- WRITTEN REQUEST: Collect every line in the rows below that contains the string "rabbit". Upper and lower case must match.

- Pointing entries for labeled objects:
* BEGIN *

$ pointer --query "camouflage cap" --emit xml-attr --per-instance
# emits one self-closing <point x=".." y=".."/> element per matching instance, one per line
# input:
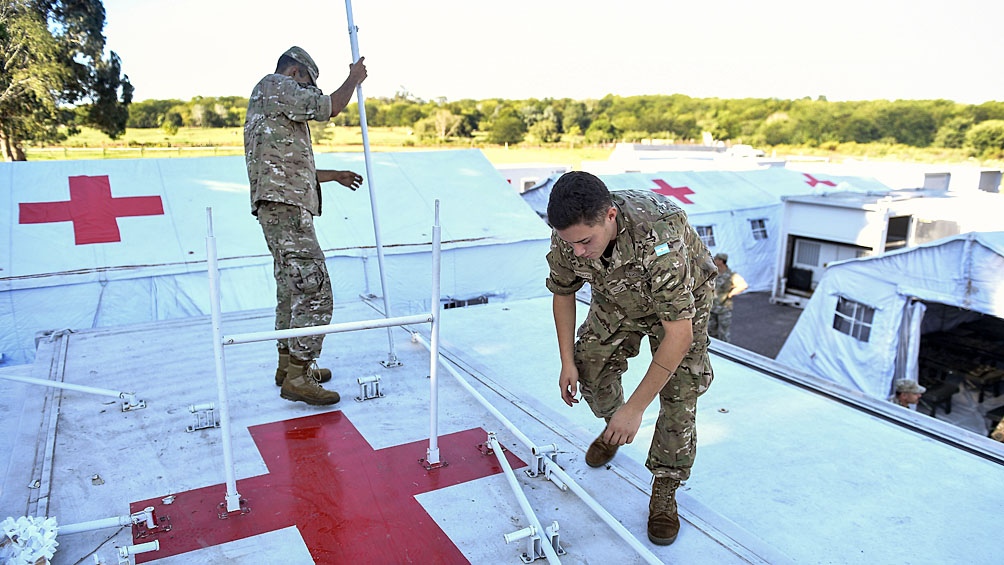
<point x="301" y="56"/>
<point x="910" y="386"/>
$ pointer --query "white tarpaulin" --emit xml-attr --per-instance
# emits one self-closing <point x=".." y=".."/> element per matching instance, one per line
<point x="737" y="212"/>
<point x="965" y="271"/>
<point x="100" y="243"/>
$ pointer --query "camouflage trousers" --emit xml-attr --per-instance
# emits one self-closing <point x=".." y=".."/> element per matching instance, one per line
<point x="602" y="361"/>
<point x="720" y="325"/>
<point x="302" y="287"/>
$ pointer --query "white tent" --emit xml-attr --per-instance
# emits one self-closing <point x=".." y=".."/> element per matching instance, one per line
<point x="736" y="212"/>
<point x="102" y="243"/>
<point x="861" y="327"/>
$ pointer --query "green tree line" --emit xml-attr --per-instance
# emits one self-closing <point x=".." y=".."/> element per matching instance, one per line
<point x="682" y="118"/>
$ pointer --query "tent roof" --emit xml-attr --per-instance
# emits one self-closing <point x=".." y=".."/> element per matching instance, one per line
<point x="171" y="242"/>
<point x="705" y="192"/>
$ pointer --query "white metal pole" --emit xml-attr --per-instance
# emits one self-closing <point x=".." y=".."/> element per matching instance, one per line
<point x="354" y="43"/>
<point x="94" y="525"/>
<point x="432" y="457"/>
<point x="545" y="544"/>
<point x="67" y="386"/>
<point x="330" y="328"/>
<point x="553" y="467"/>
<point x="233" y="499"/>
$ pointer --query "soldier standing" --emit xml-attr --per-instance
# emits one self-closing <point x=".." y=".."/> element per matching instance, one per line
<point x="651" y="275"/>
<point x="285" y="196"/>
<point x="727" y="285"/>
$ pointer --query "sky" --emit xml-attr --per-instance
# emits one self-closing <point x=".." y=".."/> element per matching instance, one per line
<point x="455" y="49"/>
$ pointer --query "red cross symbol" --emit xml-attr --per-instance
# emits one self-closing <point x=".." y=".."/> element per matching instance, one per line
<point x="92" y="209"/>
<point x="350" y="504"/>
<point x="812" y="181"/>
<point x="679" y="193"/>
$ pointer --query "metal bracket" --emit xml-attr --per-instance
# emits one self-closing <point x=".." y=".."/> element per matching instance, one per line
<point x="224" y="513"/>
<point x="131" y="402"/>
<point x="392" y="361"/>
<point x="541" y="455"/>
<point x="147" y="523"/>
<point x="368" y="388"/>
<point x="205" y="416"/>
<point x="534" y="550"/>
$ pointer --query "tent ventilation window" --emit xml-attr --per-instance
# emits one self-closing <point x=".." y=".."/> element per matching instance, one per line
<point x="707" y="234"/>
<point x="759" y="227"/>
<point x="853" y="318"/>
<point x="456" y="303"/>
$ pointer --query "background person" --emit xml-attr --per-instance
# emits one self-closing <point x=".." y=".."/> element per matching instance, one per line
<point x="285" y="196"/>
<point x="727" y="285"/>
<point x="908" y="393"/>
<point x="651" y="275"/>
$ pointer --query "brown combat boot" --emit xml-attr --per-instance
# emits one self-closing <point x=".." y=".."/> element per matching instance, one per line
<point x="299" y="384"/>
<point x="664" y="520"/>
<point x="319" y="374"/>
<point x="599" y="453"/>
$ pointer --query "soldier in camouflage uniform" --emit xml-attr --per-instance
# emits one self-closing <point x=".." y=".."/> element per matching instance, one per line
<point x="285" y="196"/>
<point x="728" y="284"/>
<point x="651" y="275"/>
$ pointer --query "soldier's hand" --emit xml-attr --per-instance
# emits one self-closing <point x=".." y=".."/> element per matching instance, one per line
<point x="623" y="426"/>
<point x="357" y="71"/>
<point x="568" y="383"/>
<point x="348" y="179"/>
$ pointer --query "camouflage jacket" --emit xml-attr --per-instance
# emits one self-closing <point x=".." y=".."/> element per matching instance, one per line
<point x="658" y="260"/>
<point x="277" y="142"/>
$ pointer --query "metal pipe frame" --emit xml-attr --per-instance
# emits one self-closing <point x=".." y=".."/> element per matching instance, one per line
<point x="552" y="468"/>
<point x="524" y="504"/>
<point x="354" y="45"/>
<point x="128" y="396"/>
<point x="233" y="498"/>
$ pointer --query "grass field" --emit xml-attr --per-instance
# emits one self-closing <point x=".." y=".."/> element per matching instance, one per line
<point x="199" y="142"/>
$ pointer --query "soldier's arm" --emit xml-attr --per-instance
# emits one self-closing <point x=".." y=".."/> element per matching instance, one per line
<point x="626" y="420"/>
<point x="341" y="96"/>
<point x="563" y="308"/>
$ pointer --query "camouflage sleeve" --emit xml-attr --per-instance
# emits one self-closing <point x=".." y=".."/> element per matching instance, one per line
<point x="668" y="265"/>
<point x="562" y="279"/>
<point x="302" y="103"/>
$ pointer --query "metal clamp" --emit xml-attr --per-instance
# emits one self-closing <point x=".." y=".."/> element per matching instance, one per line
<point x="541" y="456"/>
<point x="534" y="550"/>
<point x="368" y="388"/>
<point x="205" y="416"/>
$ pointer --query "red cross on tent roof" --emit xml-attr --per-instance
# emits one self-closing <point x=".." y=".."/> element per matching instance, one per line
<point x="92" y="210"/>
<point x="812" y="181"/>
<point x="679" y="193"/>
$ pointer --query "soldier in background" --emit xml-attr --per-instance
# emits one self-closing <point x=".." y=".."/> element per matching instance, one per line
<point x="908" y="393"/>
<point x="727" y="285"/>
<point x="651" y="275"/>
<point x="285" y="196"/>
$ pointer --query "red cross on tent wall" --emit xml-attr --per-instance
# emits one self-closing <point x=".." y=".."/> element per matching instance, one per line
<point x="350" y="504"/>
<point x="812" y="181"/>
<point x="679" y="193"/>
<point x="92" y="210"/>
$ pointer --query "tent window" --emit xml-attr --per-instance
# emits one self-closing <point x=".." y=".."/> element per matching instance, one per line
<point x="707" y="234"/>
<point x="853" y="318"/>
<point x="759" y="228"/>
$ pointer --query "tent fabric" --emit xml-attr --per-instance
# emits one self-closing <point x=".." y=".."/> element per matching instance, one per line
<point x="150" y="265"/>
<point x="729" y="202"/>
<point x="964" y="271"/>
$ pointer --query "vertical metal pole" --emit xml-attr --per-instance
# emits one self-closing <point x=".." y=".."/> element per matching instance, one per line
<point x="353" y="40"/>
<point x="233" y="497"/>
<point x="433" y="455"/>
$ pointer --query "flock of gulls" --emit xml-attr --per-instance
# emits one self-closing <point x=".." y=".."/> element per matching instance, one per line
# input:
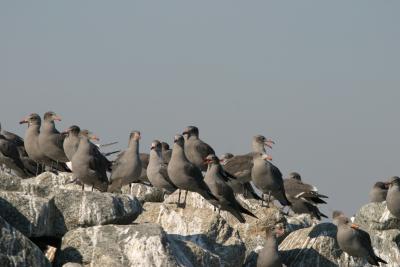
<point x="191" y="165"/>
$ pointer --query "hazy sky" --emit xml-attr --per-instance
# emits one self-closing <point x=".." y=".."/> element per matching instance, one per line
<point x="321" y="78"/>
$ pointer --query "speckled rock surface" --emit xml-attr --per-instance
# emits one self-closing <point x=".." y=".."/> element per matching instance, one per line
<point x="17" y="250"/>
<point x="128" y="245"/>
<point x="31" y="215"/>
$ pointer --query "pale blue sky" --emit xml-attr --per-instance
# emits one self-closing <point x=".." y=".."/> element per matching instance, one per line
<point x="319" y="77"/>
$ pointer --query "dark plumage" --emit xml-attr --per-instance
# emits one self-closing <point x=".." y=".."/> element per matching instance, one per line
<point x="296" y="189"/>
<point x="355" y="241"/>
<point x="269" y="255"/>
<point x="88" y="166"/>
<point x="216" y="179"/>
<point x="268" y="178"/>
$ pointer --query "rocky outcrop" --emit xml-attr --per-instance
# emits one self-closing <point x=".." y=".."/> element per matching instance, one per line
<point x="129" y="245"/>
<point x="144" y="193"/>
<point x="138" y="228"/>
<point x="384" y="229"/>
<point x="234" y="243"/>
<point x="18" y="250"/>
<point x="33" y="216"/>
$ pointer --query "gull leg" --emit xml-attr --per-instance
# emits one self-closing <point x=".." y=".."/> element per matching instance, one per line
<point x="179" y="198"/>
<point x="184" y="202"/>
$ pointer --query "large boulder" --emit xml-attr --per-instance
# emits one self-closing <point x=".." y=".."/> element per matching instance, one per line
<point x="18" y="250"/>
<point x="384" y="230"/>
<point x="31" y="215"/>
<point x="317" y="246"/>
<point x="127" y="245"/>
<point x="76" y="209"/>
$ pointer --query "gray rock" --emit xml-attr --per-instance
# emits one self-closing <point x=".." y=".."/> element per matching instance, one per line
<point x="317" y="246"/>
<point x="144" y="193"/>
<point x="384" y="230"/>
<point x="76" y="209"/>
<point x="47" y="183"/>
<point x="126" y="245"/>
<point x="72" y="264"/>
<point x="9" y="182"/>
<point x="33" y="216"/>
<point x="17" y="250"/>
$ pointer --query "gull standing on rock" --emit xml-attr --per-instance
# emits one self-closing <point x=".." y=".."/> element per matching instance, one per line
<point x="31" y="143"/>
<point x="393" y="196"/>
<point x="378" y="192"/>
<point x="268" y="178"/>
<point x="184" y="174"/>
<point x="216" y="179"/>
<point x="88" y="167"/>
<point x="71" y="141"/>
<point x="166" y="152"/>
<point x="269" y="255"/>
<point x="127" y="168"/>
<point x="9" y="156"/>
<point x="296" y="189"/>
<point x="354" y="241"/>
<point x="29" y="164"/>
<point x="50" y="139"/>
<point x="195" y="149"/>
<point x="240" y="166"/>
<point x="157" y="170"/>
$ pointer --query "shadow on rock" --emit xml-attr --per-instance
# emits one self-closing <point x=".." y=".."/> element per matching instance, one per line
<point x="68" y="254"/>
<point x="305" y="257"/>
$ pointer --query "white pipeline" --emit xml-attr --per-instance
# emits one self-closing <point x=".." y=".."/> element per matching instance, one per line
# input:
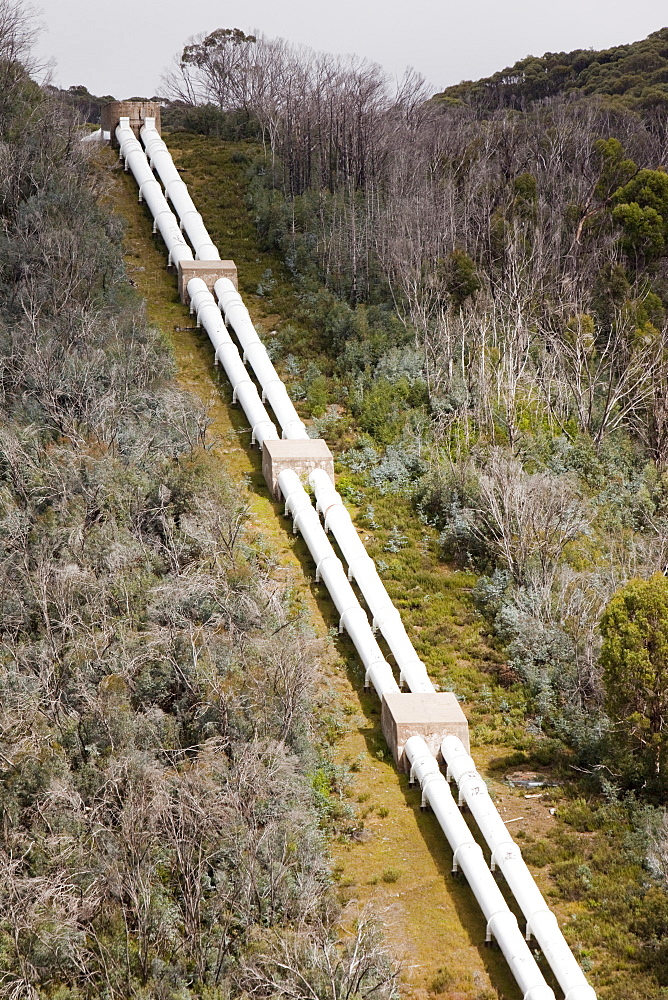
<point x="329" y="568"/>
<point x="362" y="569"/>
<point x="467" y="855"/>
<point x="273" y="389"/>
<point x="244" y="390"/>
<point x="541" y="922"/>
<point x="151" y="192"/>
<point x="177" y="192"/>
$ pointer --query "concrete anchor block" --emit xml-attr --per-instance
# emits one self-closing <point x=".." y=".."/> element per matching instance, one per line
<point x="208" y="270"/>
<point x="430" y="715"/>
<point x="303" y="456"/>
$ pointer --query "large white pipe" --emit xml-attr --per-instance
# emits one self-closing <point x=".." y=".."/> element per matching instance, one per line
<point x="244" y="390"/>
<point x="177" y="192"/>
<point x="273" y="389"/>
<point x="541" y="922"/>
<point x="329" y="568"/>
<point x="467" y="855"/>
<point x="363" y="570"/>
<point x="151" y="192"/>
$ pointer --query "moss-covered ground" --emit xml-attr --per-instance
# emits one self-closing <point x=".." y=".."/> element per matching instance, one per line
<point x="392" y="855"/>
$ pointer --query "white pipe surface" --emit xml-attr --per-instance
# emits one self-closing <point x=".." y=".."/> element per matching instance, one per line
<point x="541" y="922"/>
<point x="352" y="617"/>
<point x="93" y="136"/>
<point x="501" y="923"/>
<point x="467" y="855"/>
<point x="362" y="569"/>
<point x="273" y="389"/>
<point x="177" y="192"/>
<point x="244" y="390"/>
<point x="151" y="192"/>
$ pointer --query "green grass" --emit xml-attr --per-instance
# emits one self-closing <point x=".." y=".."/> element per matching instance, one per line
<point x="433" y="920"/>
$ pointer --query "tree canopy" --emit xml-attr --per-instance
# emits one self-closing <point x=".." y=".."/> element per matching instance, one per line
<point x="634" y="657"/>
<point x="630" y="76"/>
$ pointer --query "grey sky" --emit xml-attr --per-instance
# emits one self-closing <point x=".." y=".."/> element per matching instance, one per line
<point x="120" y="47"/>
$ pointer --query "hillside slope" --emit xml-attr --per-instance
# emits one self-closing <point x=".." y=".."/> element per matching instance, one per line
<point x="633" y="76"/>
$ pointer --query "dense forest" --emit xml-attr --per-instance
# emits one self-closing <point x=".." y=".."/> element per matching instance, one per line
<point x="494" y="312"/>
<point x="161" y="833"/>
<point x="626" y="76"/>
<point x="481" y="283"/>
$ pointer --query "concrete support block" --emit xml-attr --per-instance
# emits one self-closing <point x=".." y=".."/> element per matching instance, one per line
<point x="136" y="111"/>
<point x="431" y="716"/>
<point x="301" y="456"/>
<point x="208" y="270"/>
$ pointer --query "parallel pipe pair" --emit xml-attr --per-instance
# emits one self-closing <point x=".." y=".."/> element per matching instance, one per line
<point x="362" y="569"/>
<point x="467" y="855"/>
<point x="244" y="390"/>
<point x="177" y="192"/>
<point x="540" y="921"/>
<point x="150" y="191"/>
<point x="352" y="617"/>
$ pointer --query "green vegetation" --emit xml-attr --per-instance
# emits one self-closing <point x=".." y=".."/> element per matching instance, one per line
<point x="634" y="658"/>
<point x="477" y="324"/>
<point x="163" y="834"/>
<point x="625" y="76"/>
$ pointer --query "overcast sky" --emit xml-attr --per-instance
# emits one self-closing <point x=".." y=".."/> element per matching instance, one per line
<point x="120" y="47"/>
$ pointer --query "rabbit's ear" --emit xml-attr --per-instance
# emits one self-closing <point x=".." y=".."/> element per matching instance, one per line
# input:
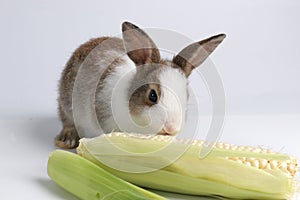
<point x="139" y="46"/>
<point x="195" y="54"/>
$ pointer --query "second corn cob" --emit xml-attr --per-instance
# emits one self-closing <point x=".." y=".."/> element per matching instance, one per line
<point x="230" y="171"/>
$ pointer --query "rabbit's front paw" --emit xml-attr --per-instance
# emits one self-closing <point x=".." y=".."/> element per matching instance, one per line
<point x="68" y="138"/>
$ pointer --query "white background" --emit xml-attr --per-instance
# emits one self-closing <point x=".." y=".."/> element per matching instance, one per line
<point x="258" y="62"/>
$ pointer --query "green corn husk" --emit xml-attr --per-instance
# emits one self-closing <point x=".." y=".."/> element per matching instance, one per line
<point x="163" y="163"/>
<point x="88" y="181"/>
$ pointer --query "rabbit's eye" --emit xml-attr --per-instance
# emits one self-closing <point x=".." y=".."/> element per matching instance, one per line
<point x="153" y="96"/>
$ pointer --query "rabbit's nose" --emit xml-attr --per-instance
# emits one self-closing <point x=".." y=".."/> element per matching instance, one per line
<point x="170" y="129"/>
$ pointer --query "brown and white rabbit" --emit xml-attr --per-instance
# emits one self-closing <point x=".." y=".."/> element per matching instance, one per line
<point x="151" y="95"/>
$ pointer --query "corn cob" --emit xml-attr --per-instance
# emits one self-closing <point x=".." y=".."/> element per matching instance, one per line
<point x="89" y="182"/>
<point x="230" y="171"/>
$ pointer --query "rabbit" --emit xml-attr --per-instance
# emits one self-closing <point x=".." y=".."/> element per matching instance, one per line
<point x="151" y="99"/>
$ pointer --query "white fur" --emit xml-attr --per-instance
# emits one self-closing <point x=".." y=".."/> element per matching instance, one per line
<point x="169" y="110"/>
<point x="173" y="98"/>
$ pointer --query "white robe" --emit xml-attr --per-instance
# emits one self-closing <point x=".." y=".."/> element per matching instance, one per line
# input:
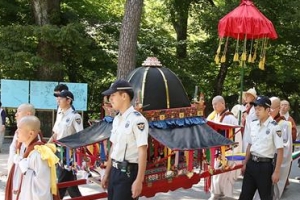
<point x="286" y="128"/>
<point x="36" y="183"/>
<point x="250" y="117"/>
<point x="222" y="184"/>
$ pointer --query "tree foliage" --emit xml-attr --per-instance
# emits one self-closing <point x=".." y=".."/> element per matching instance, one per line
<point x="183" y="35"/>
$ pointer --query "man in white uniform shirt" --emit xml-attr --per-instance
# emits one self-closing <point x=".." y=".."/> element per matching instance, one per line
<point x="222" y="184"/>
<point x="67" y="122"/>
<point x="126" y="166"/>
<point x="260" y="169"/>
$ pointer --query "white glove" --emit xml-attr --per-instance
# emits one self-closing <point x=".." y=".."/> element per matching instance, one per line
<point x="17" y="158"/>
<point x="23" y="165"/>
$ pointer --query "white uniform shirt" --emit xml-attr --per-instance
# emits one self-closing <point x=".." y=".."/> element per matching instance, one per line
<point x="36" y="183"/>
<point x="265" y="138"/>
<point x="129" y="129"/>
<point x="67" y="123"/>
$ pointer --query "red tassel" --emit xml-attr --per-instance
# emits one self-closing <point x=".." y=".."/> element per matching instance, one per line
<point x="207" y="180"/>
<point x="191" y="161"/>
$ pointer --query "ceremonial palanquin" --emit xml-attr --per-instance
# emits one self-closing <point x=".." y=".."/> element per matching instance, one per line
<point x="182" y="145"/>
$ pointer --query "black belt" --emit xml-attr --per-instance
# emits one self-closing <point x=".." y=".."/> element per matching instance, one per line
<point x="130" y="166"/>
<point x="260" y="159"/>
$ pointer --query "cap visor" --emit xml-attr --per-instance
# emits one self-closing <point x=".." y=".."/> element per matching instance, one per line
<point x="109" y="92"/>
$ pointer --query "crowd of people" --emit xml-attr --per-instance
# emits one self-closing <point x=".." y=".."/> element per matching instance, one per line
<point x="35" y="166"/>
<point x="266" y="134"/>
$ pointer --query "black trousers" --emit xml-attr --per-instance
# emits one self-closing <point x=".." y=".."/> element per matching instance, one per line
<point x="257" y="176"/>
<point x="63" y="176"/>
<point x="119" y="187"/>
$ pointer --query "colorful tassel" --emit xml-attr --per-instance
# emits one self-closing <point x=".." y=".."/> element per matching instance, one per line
<point x="217" y="59"/>
<point x="236" y="57"/>
<point x="249" y="58"/>
<point x="244" y="56"/>
<point x="223" y="59"/>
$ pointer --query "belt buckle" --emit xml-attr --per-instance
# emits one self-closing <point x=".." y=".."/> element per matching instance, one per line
<point x="115" y="164"/>
<point x="255" y="158"/>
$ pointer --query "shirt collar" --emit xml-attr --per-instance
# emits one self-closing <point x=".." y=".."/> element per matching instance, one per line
<point x="268" y="121"/>
<point x="127" y="112"/>
<point x="65" y="112"/>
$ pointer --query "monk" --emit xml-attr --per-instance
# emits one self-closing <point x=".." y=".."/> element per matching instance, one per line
<point x="33" y="174"/>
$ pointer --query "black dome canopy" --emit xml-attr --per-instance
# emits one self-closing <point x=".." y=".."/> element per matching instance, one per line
<point x="164" y="89"/>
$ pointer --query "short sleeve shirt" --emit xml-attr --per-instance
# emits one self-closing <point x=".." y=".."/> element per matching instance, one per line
<point x="265" y="138"/>
<point x="67" y="123"/>
<point x="129" y="131"/>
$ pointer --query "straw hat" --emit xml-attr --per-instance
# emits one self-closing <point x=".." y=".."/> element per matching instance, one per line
<point x="251" y="91"/>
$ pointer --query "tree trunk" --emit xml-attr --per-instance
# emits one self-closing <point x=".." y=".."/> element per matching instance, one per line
<point x="128" y="37"/>
<point x="179" y="11"/>
<point x="45" y="13"/>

* END *

- TASK OUTPUT:
$ pointer --query "rabbit's ear" --emit xml-attr --per-instance
$ pointer --query "rabbit's front paw" --emit xml-attr --per-instance
$ pointer --query "rabbit's eye" --emit xml-attr --per-instance
$ pointer --query "rabbit's nose" --emit xml-attr --per-instance
$ pointer --query "brown and white rabbit" --emit xml-attr --per-instance
$ pointer --query "rabbit" --emit xml-attr --per-instance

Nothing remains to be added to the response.